[Point localization data]
□ □ □ □ □
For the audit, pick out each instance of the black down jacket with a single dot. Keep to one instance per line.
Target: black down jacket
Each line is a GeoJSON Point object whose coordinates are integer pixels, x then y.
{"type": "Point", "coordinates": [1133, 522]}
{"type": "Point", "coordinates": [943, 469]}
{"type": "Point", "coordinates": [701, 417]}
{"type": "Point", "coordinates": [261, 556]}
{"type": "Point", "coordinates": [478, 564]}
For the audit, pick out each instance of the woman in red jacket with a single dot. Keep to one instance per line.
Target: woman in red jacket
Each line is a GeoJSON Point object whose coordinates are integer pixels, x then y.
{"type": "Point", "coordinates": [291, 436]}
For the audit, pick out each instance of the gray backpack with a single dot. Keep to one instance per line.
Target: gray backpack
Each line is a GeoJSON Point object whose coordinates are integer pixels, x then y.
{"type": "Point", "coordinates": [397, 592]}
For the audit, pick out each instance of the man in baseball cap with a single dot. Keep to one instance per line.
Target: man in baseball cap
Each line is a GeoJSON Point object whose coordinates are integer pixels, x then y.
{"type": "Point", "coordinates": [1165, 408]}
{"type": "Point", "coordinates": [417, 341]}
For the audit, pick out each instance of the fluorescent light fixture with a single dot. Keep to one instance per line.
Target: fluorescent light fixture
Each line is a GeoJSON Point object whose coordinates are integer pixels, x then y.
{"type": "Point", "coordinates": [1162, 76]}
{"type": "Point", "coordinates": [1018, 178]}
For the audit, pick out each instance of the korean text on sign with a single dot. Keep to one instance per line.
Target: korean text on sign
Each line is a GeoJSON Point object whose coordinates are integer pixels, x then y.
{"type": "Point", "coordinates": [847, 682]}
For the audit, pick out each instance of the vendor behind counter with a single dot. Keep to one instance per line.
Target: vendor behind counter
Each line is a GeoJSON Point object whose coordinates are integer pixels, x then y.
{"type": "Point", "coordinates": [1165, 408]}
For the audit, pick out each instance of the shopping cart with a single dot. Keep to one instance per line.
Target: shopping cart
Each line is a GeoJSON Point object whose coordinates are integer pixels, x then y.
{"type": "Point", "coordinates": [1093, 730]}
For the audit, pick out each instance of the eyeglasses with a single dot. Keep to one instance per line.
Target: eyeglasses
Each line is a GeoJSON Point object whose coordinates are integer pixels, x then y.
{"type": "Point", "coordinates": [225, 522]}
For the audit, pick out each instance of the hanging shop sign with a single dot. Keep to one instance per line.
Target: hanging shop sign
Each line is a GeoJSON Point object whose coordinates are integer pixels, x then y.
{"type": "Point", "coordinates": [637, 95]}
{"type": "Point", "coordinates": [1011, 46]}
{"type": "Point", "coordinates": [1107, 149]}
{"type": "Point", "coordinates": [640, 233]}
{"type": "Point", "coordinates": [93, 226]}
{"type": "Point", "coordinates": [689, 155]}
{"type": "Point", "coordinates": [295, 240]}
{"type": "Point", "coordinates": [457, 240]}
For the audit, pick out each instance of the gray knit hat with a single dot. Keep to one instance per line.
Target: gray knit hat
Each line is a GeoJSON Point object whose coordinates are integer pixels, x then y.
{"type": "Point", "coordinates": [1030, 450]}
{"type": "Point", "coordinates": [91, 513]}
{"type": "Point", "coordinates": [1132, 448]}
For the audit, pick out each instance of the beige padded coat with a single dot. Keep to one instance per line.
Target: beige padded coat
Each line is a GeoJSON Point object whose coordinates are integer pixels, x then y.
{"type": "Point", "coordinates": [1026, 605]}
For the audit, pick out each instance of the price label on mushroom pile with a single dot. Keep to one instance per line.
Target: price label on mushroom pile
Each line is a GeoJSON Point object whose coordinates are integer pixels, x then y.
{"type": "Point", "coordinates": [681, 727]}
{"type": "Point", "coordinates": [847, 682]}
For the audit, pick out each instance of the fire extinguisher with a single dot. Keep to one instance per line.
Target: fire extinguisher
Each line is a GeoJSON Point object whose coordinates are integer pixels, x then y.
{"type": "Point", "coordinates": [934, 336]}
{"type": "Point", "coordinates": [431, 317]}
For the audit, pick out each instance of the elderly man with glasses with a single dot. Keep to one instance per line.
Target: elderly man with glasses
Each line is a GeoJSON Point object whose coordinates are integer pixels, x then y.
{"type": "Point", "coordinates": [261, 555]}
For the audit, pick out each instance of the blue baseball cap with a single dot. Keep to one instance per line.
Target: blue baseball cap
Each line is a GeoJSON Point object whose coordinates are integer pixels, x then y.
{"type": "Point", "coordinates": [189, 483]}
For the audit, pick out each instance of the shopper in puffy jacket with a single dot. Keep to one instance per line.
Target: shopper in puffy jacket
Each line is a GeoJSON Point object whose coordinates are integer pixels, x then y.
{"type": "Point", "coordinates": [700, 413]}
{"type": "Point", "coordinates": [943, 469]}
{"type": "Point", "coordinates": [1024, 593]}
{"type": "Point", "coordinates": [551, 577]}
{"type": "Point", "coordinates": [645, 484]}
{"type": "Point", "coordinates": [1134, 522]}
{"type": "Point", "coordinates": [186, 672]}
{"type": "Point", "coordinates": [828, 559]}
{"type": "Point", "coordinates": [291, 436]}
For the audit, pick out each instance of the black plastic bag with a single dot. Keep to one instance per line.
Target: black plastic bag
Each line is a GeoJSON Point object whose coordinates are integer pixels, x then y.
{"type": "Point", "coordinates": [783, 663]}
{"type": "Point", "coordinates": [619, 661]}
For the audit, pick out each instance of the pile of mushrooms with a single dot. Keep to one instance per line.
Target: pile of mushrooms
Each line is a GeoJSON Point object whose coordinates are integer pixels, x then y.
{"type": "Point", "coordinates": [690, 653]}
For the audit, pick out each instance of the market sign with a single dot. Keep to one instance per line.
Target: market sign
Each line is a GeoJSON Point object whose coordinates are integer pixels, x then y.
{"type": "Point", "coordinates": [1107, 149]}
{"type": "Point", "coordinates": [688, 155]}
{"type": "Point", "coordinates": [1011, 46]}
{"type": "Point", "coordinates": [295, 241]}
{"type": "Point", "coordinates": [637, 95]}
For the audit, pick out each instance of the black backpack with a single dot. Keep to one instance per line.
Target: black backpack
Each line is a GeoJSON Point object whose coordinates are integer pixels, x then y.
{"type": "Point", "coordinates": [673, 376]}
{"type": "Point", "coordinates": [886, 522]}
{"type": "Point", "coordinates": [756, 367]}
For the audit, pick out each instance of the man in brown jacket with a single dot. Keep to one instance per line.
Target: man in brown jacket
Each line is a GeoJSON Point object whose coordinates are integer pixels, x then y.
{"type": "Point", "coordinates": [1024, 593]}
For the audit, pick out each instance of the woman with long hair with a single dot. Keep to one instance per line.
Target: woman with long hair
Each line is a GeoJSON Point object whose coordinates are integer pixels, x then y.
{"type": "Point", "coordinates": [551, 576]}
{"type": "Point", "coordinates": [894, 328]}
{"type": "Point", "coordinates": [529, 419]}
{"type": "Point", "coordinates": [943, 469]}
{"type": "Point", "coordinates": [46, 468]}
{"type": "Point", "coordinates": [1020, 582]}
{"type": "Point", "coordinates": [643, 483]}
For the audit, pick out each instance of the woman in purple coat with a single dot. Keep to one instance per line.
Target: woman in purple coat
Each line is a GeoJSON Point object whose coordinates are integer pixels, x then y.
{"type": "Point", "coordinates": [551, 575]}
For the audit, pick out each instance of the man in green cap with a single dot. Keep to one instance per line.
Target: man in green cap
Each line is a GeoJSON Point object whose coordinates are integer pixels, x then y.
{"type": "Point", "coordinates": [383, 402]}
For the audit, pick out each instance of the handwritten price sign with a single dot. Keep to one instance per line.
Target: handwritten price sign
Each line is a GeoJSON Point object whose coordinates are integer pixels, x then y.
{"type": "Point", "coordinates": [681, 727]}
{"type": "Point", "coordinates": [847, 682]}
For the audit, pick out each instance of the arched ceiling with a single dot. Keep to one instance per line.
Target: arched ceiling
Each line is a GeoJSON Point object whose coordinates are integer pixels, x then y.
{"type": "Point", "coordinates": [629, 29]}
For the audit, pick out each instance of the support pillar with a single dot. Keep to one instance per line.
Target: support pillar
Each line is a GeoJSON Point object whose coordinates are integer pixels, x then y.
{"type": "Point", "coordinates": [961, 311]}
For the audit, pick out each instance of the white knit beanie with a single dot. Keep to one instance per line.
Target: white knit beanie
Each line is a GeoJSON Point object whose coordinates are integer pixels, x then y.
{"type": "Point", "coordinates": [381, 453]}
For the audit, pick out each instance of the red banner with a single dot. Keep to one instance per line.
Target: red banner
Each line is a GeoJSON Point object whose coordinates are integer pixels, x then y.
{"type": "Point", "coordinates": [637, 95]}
□ □ □ □ □
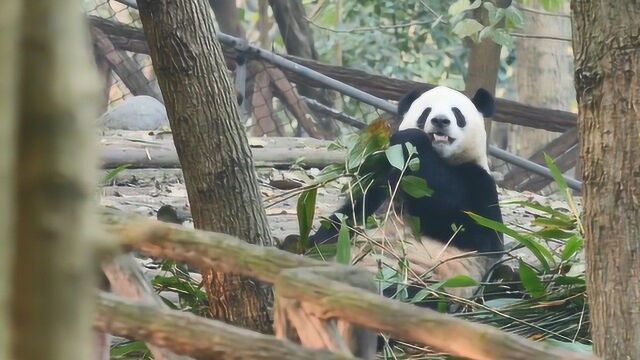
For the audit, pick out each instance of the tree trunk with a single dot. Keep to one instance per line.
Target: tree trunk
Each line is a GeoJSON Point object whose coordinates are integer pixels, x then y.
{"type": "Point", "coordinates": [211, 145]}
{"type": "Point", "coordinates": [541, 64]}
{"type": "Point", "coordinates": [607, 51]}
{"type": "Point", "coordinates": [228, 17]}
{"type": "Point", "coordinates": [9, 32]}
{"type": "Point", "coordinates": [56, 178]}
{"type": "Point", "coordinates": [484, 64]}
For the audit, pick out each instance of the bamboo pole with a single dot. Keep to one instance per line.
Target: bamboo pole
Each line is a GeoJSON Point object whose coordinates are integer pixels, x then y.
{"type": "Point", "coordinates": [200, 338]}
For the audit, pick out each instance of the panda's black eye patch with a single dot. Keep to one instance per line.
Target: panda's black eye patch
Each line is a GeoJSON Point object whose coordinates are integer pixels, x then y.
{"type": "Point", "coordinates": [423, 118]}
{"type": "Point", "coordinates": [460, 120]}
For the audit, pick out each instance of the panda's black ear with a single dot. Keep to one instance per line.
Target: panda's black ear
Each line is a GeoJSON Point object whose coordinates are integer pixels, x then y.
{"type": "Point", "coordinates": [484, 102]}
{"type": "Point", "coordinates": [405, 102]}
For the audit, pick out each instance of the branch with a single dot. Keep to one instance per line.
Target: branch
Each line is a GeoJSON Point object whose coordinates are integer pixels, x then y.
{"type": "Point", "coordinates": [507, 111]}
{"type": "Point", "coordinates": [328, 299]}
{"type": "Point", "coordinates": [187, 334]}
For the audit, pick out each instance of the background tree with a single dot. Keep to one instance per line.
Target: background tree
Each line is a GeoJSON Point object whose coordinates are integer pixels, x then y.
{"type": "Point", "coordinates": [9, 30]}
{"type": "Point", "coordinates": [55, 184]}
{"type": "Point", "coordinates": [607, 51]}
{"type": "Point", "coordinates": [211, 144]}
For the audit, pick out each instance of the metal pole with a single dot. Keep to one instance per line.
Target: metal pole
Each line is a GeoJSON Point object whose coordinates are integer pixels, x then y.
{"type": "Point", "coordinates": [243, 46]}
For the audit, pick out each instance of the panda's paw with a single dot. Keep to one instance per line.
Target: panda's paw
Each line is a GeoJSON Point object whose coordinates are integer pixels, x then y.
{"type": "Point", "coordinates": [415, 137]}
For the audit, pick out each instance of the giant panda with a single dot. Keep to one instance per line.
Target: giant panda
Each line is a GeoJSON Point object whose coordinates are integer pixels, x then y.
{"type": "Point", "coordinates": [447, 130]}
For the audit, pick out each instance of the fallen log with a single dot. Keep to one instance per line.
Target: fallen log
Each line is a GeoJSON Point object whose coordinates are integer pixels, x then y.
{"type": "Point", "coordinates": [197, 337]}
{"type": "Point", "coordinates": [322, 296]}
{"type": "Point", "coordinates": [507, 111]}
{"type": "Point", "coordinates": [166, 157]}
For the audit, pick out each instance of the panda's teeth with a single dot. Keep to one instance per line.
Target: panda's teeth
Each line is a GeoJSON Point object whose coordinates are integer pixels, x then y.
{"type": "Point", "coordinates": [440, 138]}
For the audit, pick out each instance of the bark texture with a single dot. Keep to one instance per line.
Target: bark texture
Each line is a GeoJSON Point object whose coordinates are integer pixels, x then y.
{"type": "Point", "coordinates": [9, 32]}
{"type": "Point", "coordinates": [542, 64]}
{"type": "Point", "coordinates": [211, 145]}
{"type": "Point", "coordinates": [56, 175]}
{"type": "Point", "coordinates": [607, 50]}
□ □ □ □ □
[TASK DIRECTIONS] Copy every line in the entries above that has the string "background" in it.

[RESPONSE TO THE EXERCISE]
For the audit, pick out each instance of the background tree with a single dot. Keep to one instance per line.
Target: background tree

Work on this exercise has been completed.